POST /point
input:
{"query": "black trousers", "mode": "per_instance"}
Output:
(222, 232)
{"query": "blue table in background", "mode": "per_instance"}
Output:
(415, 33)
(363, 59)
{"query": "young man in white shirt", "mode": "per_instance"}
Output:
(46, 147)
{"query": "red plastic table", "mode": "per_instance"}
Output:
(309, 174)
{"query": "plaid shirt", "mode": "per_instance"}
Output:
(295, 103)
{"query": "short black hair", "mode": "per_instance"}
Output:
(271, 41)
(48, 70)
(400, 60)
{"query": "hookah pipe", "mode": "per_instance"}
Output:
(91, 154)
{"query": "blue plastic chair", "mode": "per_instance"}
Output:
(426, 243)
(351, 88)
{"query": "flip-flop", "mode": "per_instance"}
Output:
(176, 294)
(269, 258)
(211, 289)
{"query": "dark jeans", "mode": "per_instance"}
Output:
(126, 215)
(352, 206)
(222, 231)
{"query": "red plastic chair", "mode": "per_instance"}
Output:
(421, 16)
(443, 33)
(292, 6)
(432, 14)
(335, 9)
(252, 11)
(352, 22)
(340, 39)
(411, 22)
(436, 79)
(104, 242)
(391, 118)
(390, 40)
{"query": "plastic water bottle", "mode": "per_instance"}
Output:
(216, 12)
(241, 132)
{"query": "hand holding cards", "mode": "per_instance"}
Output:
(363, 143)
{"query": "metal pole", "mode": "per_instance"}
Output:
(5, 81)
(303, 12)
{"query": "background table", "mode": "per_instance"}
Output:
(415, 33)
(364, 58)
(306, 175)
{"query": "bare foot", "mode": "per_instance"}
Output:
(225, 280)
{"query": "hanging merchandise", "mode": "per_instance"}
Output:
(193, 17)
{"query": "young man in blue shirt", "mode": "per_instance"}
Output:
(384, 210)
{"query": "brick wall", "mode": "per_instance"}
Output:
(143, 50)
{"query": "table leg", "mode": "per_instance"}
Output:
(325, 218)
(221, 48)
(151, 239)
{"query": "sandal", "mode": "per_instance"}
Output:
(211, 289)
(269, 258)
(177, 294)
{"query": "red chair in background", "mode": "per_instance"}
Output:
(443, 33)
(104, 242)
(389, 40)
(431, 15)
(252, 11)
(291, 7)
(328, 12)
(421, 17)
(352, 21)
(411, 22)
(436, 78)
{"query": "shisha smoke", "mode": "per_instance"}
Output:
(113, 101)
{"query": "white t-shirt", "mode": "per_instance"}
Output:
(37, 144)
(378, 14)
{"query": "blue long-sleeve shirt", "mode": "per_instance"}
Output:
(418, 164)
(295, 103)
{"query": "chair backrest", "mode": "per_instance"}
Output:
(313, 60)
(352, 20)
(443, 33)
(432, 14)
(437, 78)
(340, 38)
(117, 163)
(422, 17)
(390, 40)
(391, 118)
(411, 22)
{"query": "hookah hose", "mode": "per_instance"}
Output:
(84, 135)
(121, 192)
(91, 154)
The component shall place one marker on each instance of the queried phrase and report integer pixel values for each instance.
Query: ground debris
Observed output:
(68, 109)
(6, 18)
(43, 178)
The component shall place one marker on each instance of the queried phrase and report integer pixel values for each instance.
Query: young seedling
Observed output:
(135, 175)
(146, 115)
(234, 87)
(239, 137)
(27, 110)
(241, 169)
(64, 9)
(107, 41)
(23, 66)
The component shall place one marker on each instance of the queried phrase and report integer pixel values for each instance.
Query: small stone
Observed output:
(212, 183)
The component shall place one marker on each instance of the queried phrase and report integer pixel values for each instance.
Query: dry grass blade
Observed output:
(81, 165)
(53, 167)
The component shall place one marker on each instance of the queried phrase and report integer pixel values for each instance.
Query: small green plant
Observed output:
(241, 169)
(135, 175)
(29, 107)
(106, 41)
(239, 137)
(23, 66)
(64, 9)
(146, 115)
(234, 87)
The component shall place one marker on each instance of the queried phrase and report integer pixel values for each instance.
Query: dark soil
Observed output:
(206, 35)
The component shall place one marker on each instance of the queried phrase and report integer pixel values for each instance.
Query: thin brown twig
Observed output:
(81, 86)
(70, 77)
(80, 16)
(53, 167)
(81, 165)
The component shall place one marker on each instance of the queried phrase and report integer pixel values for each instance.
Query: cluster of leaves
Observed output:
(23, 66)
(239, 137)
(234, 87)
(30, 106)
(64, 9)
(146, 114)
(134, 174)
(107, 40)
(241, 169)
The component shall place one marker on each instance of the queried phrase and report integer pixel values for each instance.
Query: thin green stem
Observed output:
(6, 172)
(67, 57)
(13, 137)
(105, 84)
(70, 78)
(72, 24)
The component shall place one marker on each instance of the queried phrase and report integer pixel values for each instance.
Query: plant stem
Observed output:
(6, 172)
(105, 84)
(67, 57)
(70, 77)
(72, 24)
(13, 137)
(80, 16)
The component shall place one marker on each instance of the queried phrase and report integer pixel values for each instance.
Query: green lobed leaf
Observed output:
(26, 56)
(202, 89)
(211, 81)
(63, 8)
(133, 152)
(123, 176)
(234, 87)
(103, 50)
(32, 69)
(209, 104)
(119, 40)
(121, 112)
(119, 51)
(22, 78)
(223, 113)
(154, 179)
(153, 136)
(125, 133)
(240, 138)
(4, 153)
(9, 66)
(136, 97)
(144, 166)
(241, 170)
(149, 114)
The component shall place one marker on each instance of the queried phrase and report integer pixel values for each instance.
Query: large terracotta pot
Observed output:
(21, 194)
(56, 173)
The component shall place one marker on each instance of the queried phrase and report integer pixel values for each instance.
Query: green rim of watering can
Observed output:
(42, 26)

== ABOUT THIS EXERCISE ==
In the entries, find every line holding "white" and copy it.

== SOLVED PROBLEM ==
{"query": "young man in white shirt", "mode": "per_instance"}
{"query": "white t-shirt", "mode": "per_instance"}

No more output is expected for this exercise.